Work to complete: Please reproduce every one of the rows below word for word.

Rows from a pointing dataset:
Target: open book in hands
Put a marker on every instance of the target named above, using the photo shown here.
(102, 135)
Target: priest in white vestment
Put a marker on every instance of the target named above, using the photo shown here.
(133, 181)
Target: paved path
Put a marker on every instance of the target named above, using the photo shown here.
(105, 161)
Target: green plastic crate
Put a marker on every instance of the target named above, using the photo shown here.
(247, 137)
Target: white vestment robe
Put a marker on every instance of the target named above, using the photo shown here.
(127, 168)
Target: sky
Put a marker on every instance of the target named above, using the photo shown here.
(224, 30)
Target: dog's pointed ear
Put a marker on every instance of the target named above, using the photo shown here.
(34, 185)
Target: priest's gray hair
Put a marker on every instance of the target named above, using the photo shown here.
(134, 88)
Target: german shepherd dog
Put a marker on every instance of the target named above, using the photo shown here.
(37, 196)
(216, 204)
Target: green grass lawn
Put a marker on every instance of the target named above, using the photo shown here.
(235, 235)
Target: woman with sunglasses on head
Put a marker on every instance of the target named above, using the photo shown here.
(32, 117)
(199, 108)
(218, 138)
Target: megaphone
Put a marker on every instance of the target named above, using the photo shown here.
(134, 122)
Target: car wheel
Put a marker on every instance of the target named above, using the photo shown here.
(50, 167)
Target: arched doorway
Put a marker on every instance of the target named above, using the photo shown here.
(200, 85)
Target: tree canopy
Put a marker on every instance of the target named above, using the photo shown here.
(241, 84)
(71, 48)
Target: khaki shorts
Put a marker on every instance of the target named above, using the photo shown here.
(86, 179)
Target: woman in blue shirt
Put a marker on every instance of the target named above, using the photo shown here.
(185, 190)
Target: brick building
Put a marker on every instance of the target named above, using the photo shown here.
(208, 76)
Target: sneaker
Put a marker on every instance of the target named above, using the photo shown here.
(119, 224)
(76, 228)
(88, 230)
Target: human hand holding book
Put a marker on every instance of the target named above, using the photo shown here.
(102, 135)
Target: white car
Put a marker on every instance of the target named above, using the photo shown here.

Solved exercise:
Target: open book in hands
Put a marker on every instance of the target named above, using the photo shown here.
(102, 135)
Target: priest in white vestment
Put a marker on every instance of the target named above, using the photo shown here.
(133, 181)
Target: paved path
Put a marker on every instance of the target named above, using the photo shown here.
(105, 161)
Target: green plastic crate
Put a marker on every instance of the target named above, using the photo shown here.
(247, 137)
Target: white vestment robe
Put a marker on every instance of the target named above, using the photo shown here.
(127, 168)
Target: sky
Put a marker on every instance of the target named above, using the photo shown here.
(224, 30)
Target: dog's pointed ear
Put a marker on every instance of the target named above, using the photo shown here.
(34, 185)
Target: priest's gray hair
Put a marker on every instance of the target named above, using the photo shown here.
(134, 88)
Target: german shepherd dog
Put a marker on every instance of the target named above, using the photo shown here.
(37, 196)
(216, 204)
Target: green grass lawn
Put a marker on every instance of the target named above, using the photo shown here.
(235, 235)
Target: woman with sunglasses on head
Put a marker on every instance of the target named above, using the photo shown here.
(32, 117)
(199, 108)
(218, 138)
Target: megaphone
Put a marker on every instance of the target named above, using the photo shown here.
(134, 122)
Target: car wheel
Put a marker on every instance of the target named above, using the photo shown here.
(50, 167)
Target: arched doorway
Put a marker on every instance of the target named above, using the photo shown here.
(200, 85)
Target: tree canopy
Put a marker on every instance of the target named above, using the photo shown here.
(241, 84)
(71, 48)
Target: khaki shorts
Put a marker on every instance of the target named above, using the photo shown here.
(86, 179)
Target: woman in blue shirt
Put a marker on every instance of the target named above, using the photo shown here.
(185, 190)
Target: brick building
Put a marker on every instance of the target named above, using the photo shown here.
(208, 76)
Target: sneaker
Put a marker on every instance of the target named above, using the photo shown here.
(119, 224)
(76, 228)
(88, 230)
Target: human hand holding book
Put a marker on every instance of the target named above, using the photo shown here.
(102, 135)
Target: white car
Put a marker on every instance of the target named above, using the photo shown here.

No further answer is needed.